EXERCISE MATERIALS section start

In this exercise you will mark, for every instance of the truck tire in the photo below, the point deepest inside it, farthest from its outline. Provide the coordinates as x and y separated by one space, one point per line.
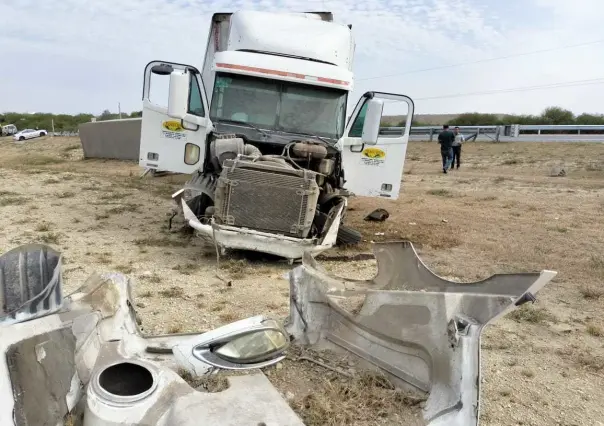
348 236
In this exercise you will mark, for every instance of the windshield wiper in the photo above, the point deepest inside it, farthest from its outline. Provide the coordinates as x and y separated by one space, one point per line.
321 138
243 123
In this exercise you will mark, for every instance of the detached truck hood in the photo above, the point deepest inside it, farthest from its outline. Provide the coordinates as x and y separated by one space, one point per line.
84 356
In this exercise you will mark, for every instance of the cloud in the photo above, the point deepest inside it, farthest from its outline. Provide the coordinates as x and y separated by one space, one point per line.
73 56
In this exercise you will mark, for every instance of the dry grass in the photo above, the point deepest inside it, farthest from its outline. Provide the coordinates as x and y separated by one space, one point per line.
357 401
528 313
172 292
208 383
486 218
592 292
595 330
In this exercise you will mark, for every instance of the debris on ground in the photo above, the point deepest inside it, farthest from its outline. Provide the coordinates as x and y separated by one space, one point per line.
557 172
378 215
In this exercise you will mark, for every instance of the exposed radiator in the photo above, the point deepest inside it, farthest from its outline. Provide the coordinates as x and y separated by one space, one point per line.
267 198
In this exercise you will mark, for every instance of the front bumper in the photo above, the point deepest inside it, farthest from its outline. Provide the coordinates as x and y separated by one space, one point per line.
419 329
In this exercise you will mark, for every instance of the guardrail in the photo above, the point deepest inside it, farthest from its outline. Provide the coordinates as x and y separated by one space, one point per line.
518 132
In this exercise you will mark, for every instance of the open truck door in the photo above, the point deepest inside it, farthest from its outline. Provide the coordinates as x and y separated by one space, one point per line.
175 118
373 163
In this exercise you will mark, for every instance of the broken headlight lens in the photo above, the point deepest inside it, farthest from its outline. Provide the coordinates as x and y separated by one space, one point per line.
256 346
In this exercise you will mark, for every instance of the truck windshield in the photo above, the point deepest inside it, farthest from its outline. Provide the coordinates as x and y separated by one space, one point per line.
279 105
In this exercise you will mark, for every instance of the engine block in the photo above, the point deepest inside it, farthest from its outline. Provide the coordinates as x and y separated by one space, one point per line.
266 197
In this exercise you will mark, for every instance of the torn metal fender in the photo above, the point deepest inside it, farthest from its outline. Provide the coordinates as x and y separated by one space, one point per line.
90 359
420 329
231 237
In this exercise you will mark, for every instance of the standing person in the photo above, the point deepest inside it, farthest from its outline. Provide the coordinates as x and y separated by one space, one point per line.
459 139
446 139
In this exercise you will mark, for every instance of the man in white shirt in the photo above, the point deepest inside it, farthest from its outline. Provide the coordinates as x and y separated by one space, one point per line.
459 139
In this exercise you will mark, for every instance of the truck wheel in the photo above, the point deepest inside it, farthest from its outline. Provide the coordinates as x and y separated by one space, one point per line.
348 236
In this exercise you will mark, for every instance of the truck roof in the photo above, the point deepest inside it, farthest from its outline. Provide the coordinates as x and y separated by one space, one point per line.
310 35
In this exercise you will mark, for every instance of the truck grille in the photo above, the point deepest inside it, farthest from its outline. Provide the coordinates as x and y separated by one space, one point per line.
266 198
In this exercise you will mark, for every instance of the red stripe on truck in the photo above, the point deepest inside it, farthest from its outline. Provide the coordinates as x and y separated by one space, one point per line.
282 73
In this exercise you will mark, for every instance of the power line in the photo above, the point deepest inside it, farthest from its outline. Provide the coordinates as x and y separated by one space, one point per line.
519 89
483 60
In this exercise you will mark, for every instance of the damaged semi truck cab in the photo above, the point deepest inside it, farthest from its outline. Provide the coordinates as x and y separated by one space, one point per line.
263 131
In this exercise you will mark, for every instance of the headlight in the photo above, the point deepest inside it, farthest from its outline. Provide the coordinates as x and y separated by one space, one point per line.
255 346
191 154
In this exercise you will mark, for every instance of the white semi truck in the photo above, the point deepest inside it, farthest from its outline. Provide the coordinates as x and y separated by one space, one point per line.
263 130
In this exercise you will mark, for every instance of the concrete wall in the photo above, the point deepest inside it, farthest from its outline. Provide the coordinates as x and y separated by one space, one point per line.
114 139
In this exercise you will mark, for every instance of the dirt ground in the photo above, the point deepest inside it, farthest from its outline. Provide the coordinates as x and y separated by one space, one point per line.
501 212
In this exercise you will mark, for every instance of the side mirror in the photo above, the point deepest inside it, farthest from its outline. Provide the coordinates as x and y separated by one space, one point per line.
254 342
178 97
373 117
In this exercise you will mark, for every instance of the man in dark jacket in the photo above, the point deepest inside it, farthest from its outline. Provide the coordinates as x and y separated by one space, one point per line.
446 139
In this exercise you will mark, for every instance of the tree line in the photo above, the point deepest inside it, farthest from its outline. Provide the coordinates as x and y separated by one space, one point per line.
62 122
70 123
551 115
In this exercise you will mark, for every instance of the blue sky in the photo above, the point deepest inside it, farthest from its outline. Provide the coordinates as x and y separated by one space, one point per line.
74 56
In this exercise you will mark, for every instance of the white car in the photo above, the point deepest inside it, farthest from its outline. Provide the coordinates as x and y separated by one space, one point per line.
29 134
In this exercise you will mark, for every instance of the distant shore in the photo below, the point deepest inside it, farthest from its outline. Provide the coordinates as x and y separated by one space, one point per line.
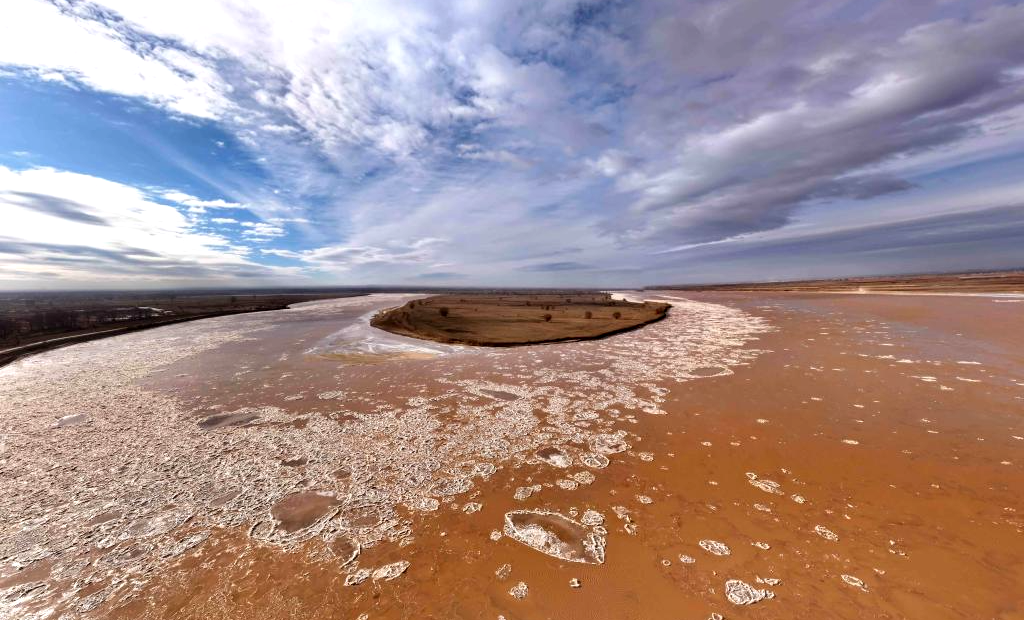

EXERCISE MATERIALS section end

_PROBLEM TO WORK ON:_ Repeat the data exactly, excluding the pictures.

_EXPECTED ANSWER:_
In this exercise you will mark, for every instance of the truck tire in the photo below, the point deepest inside it, farthest from its outline. Provide the coordinates as x and y separated by one space, one point per line.
348 236
In this exercise you will mark, for every instance of the windshield wiper in the photo above, the point deepest inside it, farthest from its outline. Provide the coordinates as x and y separated by one space, one point per line.
321 138
243 123
In this exercise you will mark, for every instance of the detached truck hood in the photo above, the point deepest inside it, farthest from its outline. Provide the coordinates as x and y separated by one space, one point per line.
84 356
In this exercise you will mark, for every instance of the cloud in the photo above, the point deepest inside it, farthest from its outline. Provide the coordinates as x and y separated by one space, one point per line.
73 56
In this exercise you will mark, for every instance of the dry grass in the photo above, the point deepest inside it, farthest from its outline. Provide the coordinates as x and y separated by one space, one point per line.
357 401
528 313
172 292
208 383
486 218
592 292
595 330
In this exercise you will mark, for every instance of the debris on ground in the photo above, the point deepest inside it, farthest from its outline. Provide the coordinates as x and y separated by one space, one point per line.
557 172
378 215
In this exercise you will mark, for every instance of the exposed radiator in the photo above, the point deepest inside it, farthest from its outline. Provide the coordinates as x and y separated by one space, one point per line.
267 198
In this exercise you will mark, for every instance of the front bumper in the photo above, the point deepest inside it, farthest from its outline. Provide the coordinates as x and y separated by one space, one point per line.
419 329
In this exercise you will mark, for every instance of the guardrail in the photo above, the point deepest inside it, farthest from its outline. Provide the coordinates as x and y separated by one space, one point per line.
518 132
In this exercise you will mark, for every instance of the open truck door in the photo above, the point deepest inside it, farthest from its outline. Provide the coordinates as x and y separated by one space, one point per line.
175 118
373 163
In this exercise you will mark, for every instance of the broken headlight lens in the photo above, the point deepest inside it, farthest from its outline. Provide the coordinates as x and y separated by one space, one point per line.
256 346
In this exercise you will mark, for every instance of the truck windshield in the photo above, the point deepest inside it, farthest from its outline. Provide the coordinates as x and y separated by one space, one point per line.
279 105
In this exercise you will mark, for every instance of the engine block in the photo above, the point deepest inside it, farthest from its outline. Provide the coordinates as x and y separated by one space, one point per line.
266 197
In this exercise you will mark, for every instance of the torn metal fender in the photo above, the point deepest inside it, farthest from its outline. Provide the coordinates as x and y separated by one space, one point per line.
90 359
420 329
231 237
In this exercise you will mark, for every instance of the standing person in the photo above, the point deepest inside it, farthest from its outline. Provide the coordinates as x and y separated by one space, one point per line.
459 139
446 139
In this exercise you will mark, for every instance of the man in white shirt in the photo above, the point deepest inside it, farthest from its outline. Provide the coordinates as x and y separated by one space, one point per line.
459 139
In this exercise you will mark, for every instance of the truck wheel in the photo above, the point deepest inside it, farthest from its outline. Provide the coordinates as x and y separated by one space, one point per line.
348 236
In this exercise you will mark, for every instance of the truck roof in the photo above, the point deepest inside it, farthest from its outline. Provide the coordinates as x and y separated by one space, one point per line.
310 35
In this exercise you will mark, for every instance of the truck grille in the photo above, the point deepest inside it, farthest from its outline. Provide the coordinates as x and y separated by one space, one point per line.
266 198
In this exercise you will mark, for every instance of the red stripe on truck in the photo above, the point deepest inside it, farthest from its outline. Provide the coordinates as x and y separated by one space, one point per line.
282 73
In this exercise you will mark, for every instance of the power line in the photo above, the point deepest inside it, farthest from its outline. Provide the coordinates as x and y separated by one space, one point per line.
519 89
483 60
In this exercise you will mark, for every instance of the damaged semi truck cab in the photo above, the point deepest inside it, farthest from its outline. Provide the coordinates as x and y separated by one space, one point per line.
263 131
In this exercise you will mark, for every instance of the headlight in the photo above, the point deepest inside it, farthest from its outline. Provide the coordinates as x and y separated by one space, one point per line.
255 346
191 154
In this exercise you will mark, for every instance of the white semi truck in the photo above, the point deepest inside it, farthest from its outline. Provide the coordinates as x and y separated by one space, one point per line.
263 130
In this exercise you will mark, for every instance of the concrete wall in the photo above, the point deepest inside it, farthest from its outline. Provide the coordinates as x and y separated by one space, one point per line.
114 139
In this exercise you will mark, for every instance of the dirt ground in the photo above, the point deepest inside it, farthest from its outline. Provide the coordinates as x and y separated by one space, one point per line.
501 212
In this exercise you will mark, for every instance of the side mirror in the photo above, the point deepest inside it, farthest from its outline. Provide the coordinates as x and y separated by one space, one point per line.
254 342
178 97
373 117
In this exercise you will mark, for every instance of the man in dark jacket in the photo above, the point deepest inside it, farthest from its outline. Provide the coordinates as x and y separated by one space, one point per line.
446 139
In this exercise you will mark, for every instance of the tree line in the photo above, the point deepest inside it, farthest from its outline. Provide the coordinates as x and y separated by one space, one point per line.
62 122
70 123
551 115
In this exercise you will mark, for every instance of the blue sky in the photo above, the point deepest inside it, farthest from its outline. Provide the coordinates as x and y separated by one space, one point per line.
74 56
In this exercise you will mark, for every instance of the white car in the photo above, the point deepest inside it, farthest from its outline. Provide the coordinates as x and y separated by one space, one point per line.
29 134
In this exercise you will mark, for every instance of the distant shore in the photo below, the point deepest inside it, farthest from its outline. Provide the coordinates as x and y separated by one space, one point per line.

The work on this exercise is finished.